- [Text under study]
· · · · ·

Book Review

Helen Mary Meldrum (Bentley University, Waltham, Massachusetts, USA)

Mental Health and Social Inclusion

ISSN: 2042-8308

Article publication date: 24 May 2021

Issue publication date: 8 June 2021

239

Citation

Meldrum, H.M. (2021), "Book Review", Mental Health and Social Inclusion, Vol. 25 No. 2, pp. 208-210. https://doi.org/10.1108/MHSI-05-2021-094

Publisher

:

Emerald Publishing Limited

Copyright © 2021, Emerald Publishing Limited


It seems odd to open a book review written by a distinguished academic researcher by citing another scholar. Ann Masten is a Professor at the University of Minnesota known for her research on the development of resilience and on how families face adversity. I found myself thinking about her work as I read Professor Karl Pillemer’s new conclusions on family estrangements. Dr. Masten coined the term “ordinary magic” to connote the fact that resilience is a more common phenomenon than any of us suspect. We are all more robust than we think we are, and we often experience good outcomes spite of serious threats to our development. She concludes that resilience emerges from ordinary daily activities, a far more optimistic perspective than the idea that only very rare experiences propel people to persevere. Her model includes the “self-righting power” of human adaption over the expected gloom-and-doom or hoped for rose-colored glasses version of outcomes.

Although Karl Pillemer does not cite Masten’s work in his book, he may as well have. Reflecting his background as an American sociologist, gerontologist and Professor of Human Development at Cornell University, his prior research focused on intergenerational relations and social engagement of older persons, particularly those considered to have accumulated great wisdom. Dr. Pillemer claims to have stumbled upon intriguing information about family estrangements while conducting his long-term research study on wisdom. He blogged about a woman in her 80s who was cut-off from her family and was surprised by the onslaught of posted reactions from people with whom it resonated and who wanted to find a way to make the problem better. Dr. Pillemer assumed that somebody else must have written some sensible advice on this topic, only to be shocked that there really was no guidance to be found.

· · · · ·

- [Data for analysis]
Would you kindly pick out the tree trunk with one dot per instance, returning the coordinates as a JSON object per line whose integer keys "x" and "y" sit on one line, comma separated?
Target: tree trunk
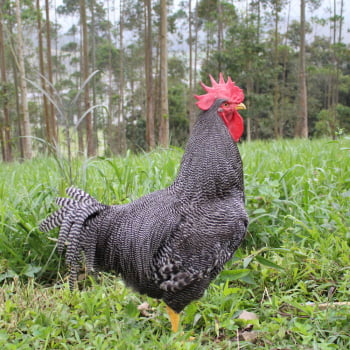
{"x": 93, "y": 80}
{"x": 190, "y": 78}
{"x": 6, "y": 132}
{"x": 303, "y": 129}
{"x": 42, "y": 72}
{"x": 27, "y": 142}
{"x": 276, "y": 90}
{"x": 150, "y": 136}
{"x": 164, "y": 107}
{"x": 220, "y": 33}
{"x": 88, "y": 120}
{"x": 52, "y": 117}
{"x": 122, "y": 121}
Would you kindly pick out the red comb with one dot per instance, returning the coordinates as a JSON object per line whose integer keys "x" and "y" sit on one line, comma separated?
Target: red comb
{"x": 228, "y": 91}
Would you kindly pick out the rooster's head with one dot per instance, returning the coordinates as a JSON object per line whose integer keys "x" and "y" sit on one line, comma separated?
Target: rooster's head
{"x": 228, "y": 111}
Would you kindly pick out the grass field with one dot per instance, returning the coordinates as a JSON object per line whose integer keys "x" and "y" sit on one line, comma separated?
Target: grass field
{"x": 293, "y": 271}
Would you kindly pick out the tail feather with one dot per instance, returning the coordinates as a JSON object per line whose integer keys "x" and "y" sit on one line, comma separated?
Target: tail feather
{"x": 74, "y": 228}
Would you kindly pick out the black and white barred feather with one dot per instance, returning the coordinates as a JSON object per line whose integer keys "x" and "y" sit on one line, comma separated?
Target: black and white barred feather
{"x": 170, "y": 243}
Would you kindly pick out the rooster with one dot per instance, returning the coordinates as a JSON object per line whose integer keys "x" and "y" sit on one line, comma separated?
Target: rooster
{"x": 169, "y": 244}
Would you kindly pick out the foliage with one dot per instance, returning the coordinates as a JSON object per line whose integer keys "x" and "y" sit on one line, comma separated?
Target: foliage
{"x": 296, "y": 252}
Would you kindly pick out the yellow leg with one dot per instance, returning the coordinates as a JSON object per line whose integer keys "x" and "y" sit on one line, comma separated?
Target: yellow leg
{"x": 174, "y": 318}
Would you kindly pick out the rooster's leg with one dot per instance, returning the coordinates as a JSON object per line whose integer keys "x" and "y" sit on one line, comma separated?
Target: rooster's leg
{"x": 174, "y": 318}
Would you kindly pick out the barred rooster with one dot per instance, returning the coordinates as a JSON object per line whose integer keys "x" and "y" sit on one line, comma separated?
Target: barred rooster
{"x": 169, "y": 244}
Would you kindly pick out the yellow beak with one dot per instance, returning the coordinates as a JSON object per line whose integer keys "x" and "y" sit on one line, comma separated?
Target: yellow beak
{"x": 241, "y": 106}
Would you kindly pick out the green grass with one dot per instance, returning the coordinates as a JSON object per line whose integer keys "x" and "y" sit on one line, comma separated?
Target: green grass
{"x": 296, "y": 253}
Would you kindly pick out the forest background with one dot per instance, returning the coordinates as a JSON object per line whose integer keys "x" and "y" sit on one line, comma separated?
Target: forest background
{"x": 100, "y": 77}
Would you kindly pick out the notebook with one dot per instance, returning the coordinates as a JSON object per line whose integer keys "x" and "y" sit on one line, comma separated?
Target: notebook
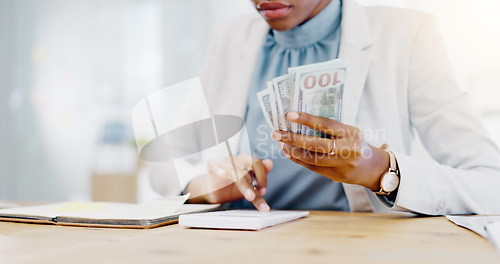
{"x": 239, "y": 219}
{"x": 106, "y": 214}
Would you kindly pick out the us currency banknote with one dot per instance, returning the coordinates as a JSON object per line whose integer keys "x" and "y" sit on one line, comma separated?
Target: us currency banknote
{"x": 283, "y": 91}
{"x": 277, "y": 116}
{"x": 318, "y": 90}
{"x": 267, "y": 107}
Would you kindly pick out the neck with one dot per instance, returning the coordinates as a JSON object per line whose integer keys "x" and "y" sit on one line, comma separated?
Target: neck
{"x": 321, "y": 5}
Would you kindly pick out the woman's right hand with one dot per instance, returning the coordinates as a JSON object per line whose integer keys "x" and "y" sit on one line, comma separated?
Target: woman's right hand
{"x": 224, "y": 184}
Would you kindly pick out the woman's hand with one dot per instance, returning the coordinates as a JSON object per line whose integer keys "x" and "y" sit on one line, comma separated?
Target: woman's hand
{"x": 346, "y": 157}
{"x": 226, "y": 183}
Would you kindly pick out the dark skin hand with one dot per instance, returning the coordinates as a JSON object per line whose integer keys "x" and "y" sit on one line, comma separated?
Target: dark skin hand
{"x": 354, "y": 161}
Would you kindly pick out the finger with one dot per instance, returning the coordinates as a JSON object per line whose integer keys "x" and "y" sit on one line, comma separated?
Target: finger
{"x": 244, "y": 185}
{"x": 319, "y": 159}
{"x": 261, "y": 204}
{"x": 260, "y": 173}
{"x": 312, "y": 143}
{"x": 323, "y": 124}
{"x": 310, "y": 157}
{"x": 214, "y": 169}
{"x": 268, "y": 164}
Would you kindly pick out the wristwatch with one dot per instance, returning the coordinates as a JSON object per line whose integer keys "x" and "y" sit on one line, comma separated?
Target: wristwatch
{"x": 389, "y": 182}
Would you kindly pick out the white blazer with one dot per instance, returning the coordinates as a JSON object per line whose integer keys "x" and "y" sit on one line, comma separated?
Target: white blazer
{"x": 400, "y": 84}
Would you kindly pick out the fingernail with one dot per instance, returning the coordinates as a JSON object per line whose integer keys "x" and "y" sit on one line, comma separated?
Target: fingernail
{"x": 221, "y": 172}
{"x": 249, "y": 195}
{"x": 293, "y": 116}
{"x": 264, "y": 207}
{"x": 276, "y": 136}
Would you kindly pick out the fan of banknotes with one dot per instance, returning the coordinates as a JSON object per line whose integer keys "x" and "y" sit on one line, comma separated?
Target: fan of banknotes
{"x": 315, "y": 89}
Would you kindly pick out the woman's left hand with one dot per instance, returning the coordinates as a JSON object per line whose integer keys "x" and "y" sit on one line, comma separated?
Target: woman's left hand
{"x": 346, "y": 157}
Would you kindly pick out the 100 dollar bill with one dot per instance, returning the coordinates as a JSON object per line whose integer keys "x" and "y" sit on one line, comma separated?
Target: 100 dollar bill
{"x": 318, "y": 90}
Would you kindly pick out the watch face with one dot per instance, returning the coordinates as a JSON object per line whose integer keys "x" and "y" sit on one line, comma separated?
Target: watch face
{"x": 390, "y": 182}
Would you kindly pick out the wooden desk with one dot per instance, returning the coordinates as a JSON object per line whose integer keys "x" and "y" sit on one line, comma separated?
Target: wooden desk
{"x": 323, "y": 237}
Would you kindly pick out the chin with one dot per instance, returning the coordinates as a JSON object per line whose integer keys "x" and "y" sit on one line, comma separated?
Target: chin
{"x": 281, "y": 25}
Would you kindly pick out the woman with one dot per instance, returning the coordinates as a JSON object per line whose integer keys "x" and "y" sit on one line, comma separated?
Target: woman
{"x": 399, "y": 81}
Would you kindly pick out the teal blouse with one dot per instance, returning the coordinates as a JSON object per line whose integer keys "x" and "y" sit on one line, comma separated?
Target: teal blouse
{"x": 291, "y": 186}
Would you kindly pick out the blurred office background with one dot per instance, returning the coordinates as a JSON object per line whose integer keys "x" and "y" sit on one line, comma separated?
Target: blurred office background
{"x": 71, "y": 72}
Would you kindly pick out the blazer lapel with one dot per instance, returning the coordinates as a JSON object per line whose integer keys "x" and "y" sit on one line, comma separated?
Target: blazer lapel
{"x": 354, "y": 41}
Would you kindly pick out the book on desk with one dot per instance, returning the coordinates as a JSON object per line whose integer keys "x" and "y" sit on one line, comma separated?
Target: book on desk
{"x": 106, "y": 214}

· · · · ·

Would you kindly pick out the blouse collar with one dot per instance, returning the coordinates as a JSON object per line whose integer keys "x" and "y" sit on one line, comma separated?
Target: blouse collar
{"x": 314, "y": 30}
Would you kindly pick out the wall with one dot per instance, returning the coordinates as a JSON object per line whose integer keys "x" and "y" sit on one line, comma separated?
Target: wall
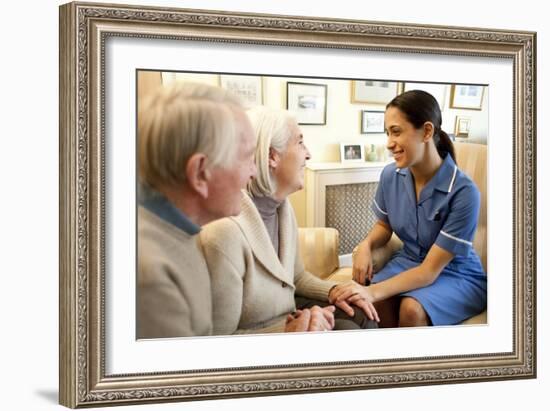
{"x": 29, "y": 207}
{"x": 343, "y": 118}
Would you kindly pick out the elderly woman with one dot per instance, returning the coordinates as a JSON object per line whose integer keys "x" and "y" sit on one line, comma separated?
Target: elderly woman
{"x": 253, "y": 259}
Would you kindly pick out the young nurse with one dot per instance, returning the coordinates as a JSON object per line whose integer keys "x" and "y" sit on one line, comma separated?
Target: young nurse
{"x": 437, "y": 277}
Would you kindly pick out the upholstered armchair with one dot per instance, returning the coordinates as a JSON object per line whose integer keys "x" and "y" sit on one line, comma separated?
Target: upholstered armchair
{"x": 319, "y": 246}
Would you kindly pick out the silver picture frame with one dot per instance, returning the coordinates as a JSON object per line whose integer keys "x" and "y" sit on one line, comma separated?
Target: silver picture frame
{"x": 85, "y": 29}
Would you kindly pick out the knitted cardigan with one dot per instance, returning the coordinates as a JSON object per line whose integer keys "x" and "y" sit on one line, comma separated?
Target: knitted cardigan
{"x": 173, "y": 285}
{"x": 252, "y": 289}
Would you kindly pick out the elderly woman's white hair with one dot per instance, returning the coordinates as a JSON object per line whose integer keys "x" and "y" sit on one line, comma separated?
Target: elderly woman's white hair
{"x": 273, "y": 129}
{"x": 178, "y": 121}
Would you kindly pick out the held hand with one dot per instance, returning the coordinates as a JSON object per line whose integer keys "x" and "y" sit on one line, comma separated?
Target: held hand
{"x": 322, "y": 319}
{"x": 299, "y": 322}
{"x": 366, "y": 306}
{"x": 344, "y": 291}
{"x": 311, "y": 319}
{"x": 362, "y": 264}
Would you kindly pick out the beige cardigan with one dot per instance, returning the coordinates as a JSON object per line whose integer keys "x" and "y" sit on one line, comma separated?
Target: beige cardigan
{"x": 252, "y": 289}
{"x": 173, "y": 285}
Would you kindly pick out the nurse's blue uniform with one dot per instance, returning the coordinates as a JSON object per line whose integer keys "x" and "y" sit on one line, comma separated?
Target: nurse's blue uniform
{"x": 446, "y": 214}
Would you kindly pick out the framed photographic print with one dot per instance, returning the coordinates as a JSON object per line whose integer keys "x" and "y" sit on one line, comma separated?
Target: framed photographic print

· · · · ·

- [Apply what you read]
A. Update the stretch of the book review from "Although Karl Pillemer" through "to be found." so that "blogged" becomes "wrote".
B. According to the book review, at which university is Karl Pillemer a Professor of Human Development?

- [Solutions to the exercise]
A.
Although Karl Pillemer does not cite Masten’s work in his book, he may as well have. Reflecting his background as an American sociologist, gerontologist and Professor of Human Development at Cornell University, his prior research focused on intergenerational relations and social engagement of older persons, particularly those considered to have accumulated great wisdom. Dr. Pillemer claims to have stumbled upon intriguing information about family estrangements while conducting his long-term research study on wisdom. He wrote about a woman in her 80s who was cut-off from her family and was surprised by the onslaught of posted reactions from people with whom it resonated and who wanted to find a way to make the problem better. Dr. Pillemer assumed that somebody else must have written some sensible advice on this topic, only to be shocked that there really was no guidance to be found.

B. Cornell University